_Exercise brief_
Every line of the material below should be retyped exactly.

_Data provided_
_____
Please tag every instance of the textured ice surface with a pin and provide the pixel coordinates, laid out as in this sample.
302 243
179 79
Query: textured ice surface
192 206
_____
_Answer to the exercise_
Please tag every instance of the textured ice surface with a pin and provide the pixel coordinates, laid out as in this sample.
302 243
179 79
Query: textured ice surface
192 206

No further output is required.